SHORT TASK A: Turn the entries into a numbered list, starting at their first line and ending with the line that contains "top-left (1055, 118), bottom-right (1344, 649)". Leave out any blank lines.
□ □ □ □ □
The economist Ha Joon Chang has written extensivly how a somewhat higher target interest rate, like 5-7%, is actually better overall than the super-low targets the fed has. Lower interest rates tend to favor financial incumbents because they make money anyway because they have more and can sit on it, which implies that the money isn't actually helping develop new value in the market.


> The economist Ha Joon Chang has written extensivly how a somewhat higher target interest rate, like 5-7%, is actually better overall than the super-low targets the fed has.

Better for what circumstances? The Fed doesn't start with interest rate targets, they start with a dual mandate on employment and inflation control and set interest rates based on expected results based on that mandate, which can at times be high and are now low (which is mostly, currently, a sign of monetary policy compensating for an extended period of defective fiscal policy.)


Inflation is the only mandate. There’s been a lot of discussion about whether employment should play into their role. When it does creep in it’s around now outdated discussions about whether going beyond so called full employment causes inflation to rise. Clinton was the first to get a fed chair to admit there was no such thing as full employment and later it was Yellen who really pushed fed policy to ignore employment levels. There are some out there who say we are playing with fire by not targeting an employment number and that sometimes includes me but then I think about the woman in the street I saw about a year ago. At first I was worried she’d been robbed or attacked, she was yelling really loudly but as I got closer I realized she was yelling that she’d finally gotten a job. That would probably never had happened under a fed that targets an arbitrary 5% unemployment Figure and that is one of the many criticisms I’ve had for past fed actions that have ignored the little man by playing god up in their star chamber.


> Inflation is the only mandate.

No, it's not. Under the Federal Reserve Act (specifically, 12 U.S.C. § 225A) there is actually a triple mandate, as monetary policy is to aim to acheive “maximum employment, stable prices, and moderate long-term interest rates.”

Inflation control (stable prices) is the second listed.
□ □ □ □ □
SHORT TASK B: Reproduce the discussion of Federal Reserve interest rates above word for word, in full.

EXTRACTED ENTRIES:
□ □ □ □ □
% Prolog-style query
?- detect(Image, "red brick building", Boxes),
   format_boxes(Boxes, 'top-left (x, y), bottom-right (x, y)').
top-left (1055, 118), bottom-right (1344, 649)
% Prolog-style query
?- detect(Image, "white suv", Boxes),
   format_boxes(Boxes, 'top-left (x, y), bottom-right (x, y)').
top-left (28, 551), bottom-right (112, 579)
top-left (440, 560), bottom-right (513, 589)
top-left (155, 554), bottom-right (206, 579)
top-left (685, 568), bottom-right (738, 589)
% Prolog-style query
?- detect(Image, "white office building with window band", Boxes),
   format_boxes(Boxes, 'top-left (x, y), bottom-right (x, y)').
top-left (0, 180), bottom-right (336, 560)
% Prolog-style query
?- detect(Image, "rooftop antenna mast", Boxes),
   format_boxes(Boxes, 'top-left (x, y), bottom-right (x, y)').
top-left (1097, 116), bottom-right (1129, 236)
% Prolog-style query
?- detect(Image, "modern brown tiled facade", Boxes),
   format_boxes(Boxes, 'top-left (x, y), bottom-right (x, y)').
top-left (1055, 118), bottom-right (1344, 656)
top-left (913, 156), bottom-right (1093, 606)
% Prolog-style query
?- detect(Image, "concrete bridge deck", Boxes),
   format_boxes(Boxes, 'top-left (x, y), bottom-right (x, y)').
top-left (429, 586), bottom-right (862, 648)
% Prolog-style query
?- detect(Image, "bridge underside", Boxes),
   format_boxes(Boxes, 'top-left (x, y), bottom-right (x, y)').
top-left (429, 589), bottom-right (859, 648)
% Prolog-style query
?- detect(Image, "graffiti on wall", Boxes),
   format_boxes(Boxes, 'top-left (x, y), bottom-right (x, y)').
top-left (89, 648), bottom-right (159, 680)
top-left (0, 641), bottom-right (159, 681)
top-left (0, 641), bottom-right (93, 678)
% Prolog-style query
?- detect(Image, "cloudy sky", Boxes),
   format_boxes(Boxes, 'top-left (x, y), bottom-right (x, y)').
□ □ □ □ □
PROBLEM SOLUTION A:
1. % Prolog-style query
2. ?- detect(Image, "red brick building", Boxes),
3.    format_boxes(Boxes, 'top-left (x, y), bottom-right (x, y)').
4. top-left (1055, 118), bottom-right (1344, 649)

PROBLEM SOLUTION B:
The economist Ha Joon Chang has written extensivly how a somewhat higher target interest rate, like 5-7%, is actually better overall than the super-low targets the fed has. Lower interest rates tend to favor financial incumbents because they make money anyway because they have more and can sit on it, which implies that the money isn't actually helping develop new value in the market.


> The economist Ha Joon Chang has written extensivly how a somewhat higher target interest rate, like 5-7%, is actually better overall than the super-low targets the fed has.

Better for what circumstances? The Fed doesn't start with interest rate targets, they start with a dual mandate on employment and inflation control and set interest rates based on expected results based on that mandate, which can at times be high and are now low (which is mostly, currently, a sign of monetary policy compensating for an extended period of defective fiscal policy.)


Inflation is the only mandate. There’s been a lot of discussion about whether employment should play into their role. When it does creep in it’s around now outdated discussions about whether going beyond so called full employment causes inflation to rise. Clinton was the first to get a fed chair to admit there was no such thing as full employment and later it was Yellen who really pushed fed policy to ignore employment levels. There are some out there who say we are playing with fire by not targeting an employment number and that sometimes includes me but then I think about the woman in the street I saw about a year ago. At first I was worried she’d been robbed or attacked, she was yelling really loudly but as I got closer I realized she was yelling that she’d finally gotten a job. That would probably never had happened under a fed that targets an arbitrary 5% unemployment Figure and that is one of the many criticisms I’ve had for past fed actions that have ignored the little man by playing god up in their star chamber.


> Inflation is the only mandate.

No, it's not. Under the Federal Reserve Act (specifically, 12 U.S.C. § 225A) there is actually a triple mandate, as monetary policy is to aim to acheive “maximum employment, stable prices, and moderate long-term interest rates.”

Inflation control (stable prices) is the second listed.